- **DIRECTION**
Will you copy, unchanged, the rows starting at the one that contains "every red fabric" and ending with the last row, both included?
[DATASET ENTRIES start]
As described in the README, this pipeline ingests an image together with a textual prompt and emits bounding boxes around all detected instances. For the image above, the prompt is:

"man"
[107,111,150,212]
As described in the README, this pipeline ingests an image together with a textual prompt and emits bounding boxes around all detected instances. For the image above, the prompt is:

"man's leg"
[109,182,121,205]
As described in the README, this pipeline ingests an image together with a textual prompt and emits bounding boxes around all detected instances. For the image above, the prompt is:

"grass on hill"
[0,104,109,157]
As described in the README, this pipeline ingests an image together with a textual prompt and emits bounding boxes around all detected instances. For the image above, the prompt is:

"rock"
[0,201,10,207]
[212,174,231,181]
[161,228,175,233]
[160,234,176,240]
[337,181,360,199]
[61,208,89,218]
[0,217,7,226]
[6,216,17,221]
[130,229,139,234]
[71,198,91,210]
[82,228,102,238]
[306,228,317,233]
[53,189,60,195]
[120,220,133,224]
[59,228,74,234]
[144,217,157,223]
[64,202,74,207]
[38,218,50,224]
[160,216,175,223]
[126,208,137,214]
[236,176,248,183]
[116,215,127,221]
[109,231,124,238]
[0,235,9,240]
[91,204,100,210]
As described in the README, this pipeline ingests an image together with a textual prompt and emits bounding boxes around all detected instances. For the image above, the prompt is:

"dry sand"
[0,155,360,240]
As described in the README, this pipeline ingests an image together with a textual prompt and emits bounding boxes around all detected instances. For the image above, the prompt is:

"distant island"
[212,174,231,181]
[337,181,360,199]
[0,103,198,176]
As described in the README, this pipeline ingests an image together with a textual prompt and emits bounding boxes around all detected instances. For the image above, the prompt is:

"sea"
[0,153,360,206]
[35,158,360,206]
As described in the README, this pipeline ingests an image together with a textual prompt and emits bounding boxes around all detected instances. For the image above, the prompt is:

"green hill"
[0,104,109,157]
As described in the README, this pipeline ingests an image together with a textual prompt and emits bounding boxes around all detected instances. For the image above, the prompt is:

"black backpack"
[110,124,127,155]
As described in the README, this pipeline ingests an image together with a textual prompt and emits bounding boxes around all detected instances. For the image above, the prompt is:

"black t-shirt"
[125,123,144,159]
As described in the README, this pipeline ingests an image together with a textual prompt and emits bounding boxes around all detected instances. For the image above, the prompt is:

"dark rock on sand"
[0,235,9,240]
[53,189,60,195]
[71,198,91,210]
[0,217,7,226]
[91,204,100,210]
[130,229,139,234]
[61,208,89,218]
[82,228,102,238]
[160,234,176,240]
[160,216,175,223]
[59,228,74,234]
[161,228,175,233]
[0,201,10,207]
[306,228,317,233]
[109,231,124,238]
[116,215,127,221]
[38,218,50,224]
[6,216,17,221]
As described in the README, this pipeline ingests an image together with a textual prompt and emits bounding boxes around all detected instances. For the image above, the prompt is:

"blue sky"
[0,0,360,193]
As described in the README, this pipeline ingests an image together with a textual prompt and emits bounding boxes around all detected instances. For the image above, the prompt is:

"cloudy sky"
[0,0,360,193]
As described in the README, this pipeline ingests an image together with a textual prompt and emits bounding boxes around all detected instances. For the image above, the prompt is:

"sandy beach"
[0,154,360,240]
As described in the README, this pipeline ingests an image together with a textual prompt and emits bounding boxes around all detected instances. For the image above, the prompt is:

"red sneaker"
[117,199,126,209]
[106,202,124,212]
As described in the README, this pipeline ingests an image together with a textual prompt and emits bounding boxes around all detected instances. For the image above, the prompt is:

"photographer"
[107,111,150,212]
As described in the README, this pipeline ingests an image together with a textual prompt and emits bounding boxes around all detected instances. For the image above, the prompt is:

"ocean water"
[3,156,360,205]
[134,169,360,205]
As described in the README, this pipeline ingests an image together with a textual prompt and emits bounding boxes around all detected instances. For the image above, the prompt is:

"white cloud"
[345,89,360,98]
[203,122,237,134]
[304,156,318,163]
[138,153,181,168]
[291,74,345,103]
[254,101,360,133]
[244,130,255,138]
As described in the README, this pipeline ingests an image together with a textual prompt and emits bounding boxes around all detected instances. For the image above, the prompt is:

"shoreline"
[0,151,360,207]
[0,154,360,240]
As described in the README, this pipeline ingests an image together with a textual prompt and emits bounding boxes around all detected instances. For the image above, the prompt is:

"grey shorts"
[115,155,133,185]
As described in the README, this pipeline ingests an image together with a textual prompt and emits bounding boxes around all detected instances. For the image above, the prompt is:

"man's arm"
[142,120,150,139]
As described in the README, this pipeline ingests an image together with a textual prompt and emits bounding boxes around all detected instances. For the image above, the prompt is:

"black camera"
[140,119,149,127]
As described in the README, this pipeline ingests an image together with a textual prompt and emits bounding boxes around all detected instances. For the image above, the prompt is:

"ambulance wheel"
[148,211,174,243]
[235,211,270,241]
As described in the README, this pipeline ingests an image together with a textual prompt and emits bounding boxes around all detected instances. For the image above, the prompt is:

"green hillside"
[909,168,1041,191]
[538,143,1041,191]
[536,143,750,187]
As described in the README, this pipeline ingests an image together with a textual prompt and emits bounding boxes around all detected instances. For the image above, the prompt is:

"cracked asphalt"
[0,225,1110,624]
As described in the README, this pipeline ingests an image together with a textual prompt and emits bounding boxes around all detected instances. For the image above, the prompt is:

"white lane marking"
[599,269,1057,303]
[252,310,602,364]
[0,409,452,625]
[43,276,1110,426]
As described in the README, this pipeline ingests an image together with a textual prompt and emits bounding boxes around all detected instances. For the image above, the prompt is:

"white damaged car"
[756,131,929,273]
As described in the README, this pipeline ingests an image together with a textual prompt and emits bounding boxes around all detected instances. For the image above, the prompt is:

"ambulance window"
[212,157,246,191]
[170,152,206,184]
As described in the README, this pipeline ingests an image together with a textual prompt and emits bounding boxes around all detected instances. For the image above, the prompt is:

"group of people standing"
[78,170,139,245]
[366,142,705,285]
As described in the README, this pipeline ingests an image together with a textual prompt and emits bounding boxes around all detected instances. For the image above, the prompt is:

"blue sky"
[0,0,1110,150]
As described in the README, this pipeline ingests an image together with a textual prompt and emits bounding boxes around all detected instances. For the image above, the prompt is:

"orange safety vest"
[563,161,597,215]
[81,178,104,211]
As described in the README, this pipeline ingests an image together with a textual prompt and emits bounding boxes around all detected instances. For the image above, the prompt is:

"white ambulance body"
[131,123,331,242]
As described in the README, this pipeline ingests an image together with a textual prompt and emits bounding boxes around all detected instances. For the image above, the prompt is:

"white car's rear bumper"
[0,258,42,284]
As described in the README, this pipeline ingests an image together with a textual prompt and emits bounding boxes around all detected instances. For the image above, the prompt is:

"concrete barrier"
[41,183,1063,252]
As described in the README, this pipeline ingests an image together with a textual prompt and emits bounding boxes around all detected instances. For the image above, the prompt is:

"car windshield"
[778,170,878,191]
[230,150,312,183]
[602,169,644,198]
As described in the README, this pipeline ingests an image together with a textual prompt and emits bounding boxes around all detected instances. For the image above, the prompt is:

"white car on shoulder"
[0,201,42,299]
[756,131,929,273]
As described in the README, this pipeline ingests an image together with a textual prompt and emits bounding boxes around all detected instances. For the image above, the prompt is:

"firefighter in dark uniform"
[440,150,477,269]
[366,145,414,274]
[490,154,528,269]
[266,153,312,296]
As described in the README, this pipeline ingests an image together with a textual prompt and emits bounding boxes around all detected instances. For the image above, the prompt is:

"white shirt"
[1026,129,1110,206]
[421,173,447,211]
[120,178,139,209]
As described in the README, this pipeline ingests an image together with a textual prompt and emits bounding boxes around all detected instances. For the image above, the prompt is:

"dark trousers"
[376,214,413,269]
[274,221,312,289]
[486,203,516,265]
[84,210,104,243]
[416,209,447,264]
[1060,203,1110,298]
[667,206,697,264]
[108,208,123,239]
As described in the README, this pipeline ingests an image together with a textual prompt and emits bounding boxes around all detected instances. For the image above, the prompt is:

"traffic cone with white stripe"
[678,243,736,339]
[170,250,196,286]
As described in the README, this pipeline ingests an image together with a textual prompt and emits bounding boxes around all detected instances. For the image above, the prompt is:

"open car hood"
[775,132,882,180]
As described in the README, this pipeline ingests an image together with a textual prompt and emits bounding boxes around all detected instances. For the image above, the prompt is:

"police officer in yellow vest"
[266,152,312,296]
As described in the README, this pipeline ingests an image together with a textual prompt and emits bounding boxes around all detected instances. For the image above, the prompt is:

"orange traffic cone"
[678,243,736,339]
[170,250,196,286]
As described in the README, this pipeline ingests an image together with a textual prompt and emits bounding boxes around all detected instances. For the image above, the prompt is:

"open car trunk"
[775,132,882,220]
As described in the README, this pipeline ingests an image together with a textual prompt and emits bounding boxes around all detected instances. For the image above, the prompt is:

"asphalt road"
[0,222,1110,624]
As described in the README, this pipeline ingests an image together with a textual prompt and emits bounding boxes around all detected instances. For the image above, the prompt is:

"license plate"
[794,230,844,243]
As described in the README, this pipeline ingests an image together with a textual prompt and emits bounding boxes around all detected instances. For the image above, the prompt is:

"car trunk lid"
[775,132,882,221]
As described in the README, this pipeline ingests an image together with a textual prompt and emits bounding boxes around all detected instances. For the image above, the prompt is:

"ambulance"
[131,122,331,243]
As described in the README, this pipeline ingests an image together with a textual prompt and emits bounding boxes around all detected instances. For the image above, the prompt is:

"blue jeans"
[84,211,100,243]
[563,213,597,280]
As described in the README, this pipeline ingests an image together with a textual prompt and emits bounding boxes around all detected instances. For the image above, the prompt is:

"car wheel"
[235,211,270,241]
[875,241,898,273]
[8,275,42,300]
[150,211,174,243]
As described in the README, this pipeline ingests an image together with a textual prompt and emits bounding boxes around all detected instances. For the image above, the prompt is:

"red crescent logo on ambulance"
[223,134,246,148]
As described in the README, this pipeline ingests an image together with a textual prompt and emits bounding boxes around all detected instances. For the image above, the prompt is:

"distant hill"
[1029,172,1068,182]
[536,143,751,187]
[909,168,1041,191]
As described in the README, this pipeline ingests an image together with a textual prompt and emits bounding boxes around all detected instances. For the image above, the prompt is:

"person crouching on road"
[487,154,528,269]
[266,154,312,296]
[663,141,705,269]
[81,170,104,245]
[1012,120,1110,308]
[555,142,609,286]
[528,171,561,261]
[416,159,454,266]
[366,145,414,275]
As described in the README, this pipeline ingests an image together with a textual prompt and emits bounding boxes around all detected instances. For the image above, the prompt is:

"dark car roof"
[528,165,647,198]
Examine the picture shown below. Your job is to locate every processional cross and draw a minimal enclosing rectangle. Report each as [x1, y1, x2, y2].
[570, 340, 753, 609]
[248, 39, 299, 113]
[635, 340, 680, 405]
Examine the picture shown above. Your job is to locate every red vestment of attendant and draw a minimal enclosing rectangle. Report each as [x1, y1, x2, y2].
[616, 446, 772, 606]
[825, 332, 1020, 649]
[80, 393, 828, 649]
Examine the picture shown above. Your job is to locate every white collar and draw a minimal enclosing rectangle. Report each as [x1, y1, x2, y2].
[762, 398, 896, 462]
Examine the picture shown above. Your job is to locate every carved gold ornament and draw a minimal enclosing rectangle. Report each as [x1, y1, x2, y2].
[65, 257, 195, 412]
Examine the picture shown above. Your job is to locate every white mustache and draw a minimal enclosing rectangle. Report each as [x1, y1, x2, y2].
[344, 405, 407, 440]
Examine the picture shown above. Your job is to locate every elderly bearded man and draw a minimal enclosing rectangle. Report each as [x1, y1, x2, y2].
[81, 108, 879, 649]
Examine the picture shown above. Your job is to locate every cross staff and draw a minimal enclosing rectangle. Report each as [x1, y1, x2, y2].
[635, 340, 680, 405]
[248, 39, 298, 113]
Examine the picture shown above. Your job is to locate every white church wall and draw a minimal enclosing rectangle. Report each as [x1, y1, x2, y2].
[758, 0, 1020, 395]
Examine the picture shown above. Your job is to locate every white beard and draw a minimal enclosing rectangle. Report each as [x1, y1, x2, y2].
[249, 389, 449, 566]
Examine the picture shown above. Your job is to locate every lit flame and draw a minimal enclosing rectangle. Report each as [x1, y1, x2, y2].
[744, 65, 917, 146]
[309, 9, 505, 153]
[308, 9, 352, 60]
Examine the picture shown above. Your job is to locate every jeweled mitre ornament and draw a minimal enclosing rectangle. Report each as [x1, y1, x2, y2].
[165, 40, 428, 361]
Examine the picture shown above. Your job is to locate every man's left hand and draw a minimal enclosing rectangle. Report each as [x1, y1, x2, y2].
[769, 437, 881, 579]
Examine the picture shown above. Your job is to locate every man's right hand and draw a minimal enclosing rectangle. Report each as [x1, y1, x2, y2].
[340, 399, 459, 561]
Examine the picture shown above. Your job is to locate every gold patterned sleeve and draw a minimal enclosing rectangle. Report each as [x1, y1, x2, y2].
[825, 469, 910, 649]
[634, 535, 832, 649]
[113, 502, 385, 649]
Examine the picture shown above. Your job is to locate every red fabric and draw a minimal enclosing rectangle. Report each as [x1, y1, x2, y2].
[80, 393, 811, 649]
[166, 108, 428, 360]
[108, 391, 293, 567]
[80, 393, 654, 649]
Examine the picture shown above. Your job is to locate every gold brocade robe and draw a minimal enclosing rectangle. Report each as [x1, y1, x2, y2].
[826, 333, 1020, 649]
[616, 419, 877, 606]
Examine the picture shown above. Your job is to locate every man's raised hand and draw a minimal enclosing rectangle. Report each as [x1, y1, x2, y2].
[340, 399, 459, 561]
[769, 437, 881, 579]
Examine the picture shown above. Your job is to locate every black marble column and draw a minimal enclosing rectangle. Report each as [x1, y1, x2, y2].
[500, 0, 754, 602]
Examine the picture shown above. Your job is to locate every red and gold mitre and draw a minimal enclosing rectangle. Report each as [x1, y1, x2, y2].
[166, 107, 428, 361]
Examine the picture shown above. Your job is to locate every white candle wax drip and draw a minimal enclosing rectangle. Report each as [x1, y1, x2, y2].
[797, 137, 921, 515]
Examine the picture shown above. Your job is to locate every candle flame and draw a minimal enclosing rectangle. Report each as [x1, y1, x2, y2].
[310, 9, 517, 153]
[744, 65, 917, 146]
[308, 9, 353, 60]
[DATASET ENTRIES end]
- **EXERCISE RESPONSE**
Examine the picture shown above. Your job is to locate every red fabric and draw a minimal enclosing rectangle. Report each as [x1, y1, x2, y2].
[80, 393, 811, 649]
[166, 108, 428, 360]
[108, 391, 293, 567]
[80, 393, 654, 649]
Examine the picture shown above. Your job is to locate every gold brocade robe and draw a minimal enclosing rectangle. Report each as [x1, y1, x2, y2].
[826, 333, 1020, 649]
[616, 419, 877, 606]
Examine the picture shown above. Your job is to locate every man's raised hand and draw a minimal enclosing rectangle. Report each as [x1, y1, x2, y2].
[340, 399, 459, 561]
[769, 437, 881, 579]
Examine the picture shown above. Your job is to locate every black marble column and draw a minimal enclosing rectangle. Report each as [x1, y1, x2, y2].
[500, 0, 754, 602]
Examine the picture shown above. Your job is to locate every red and gold mitre and draw a minimal enclosing rectangle. Report each as [x1, y1, x2, y2].
[166, 107, 428, 361]
Examine the picture shown above. Your job is to locate every white candle wax drip and draw a minimal enclosing rectangle. Report each as [x1, y1, x2, y2].
[797, 137, 921, 515]
Examine the picture shown above. Your job is to locate every candle flame and draw a minimal enclosing rectangle. Report each as [x1, y1, x2, y2].
[310, 9, 517, 153]
[744, 65, 917, 146]
[308, 9, 353, 60]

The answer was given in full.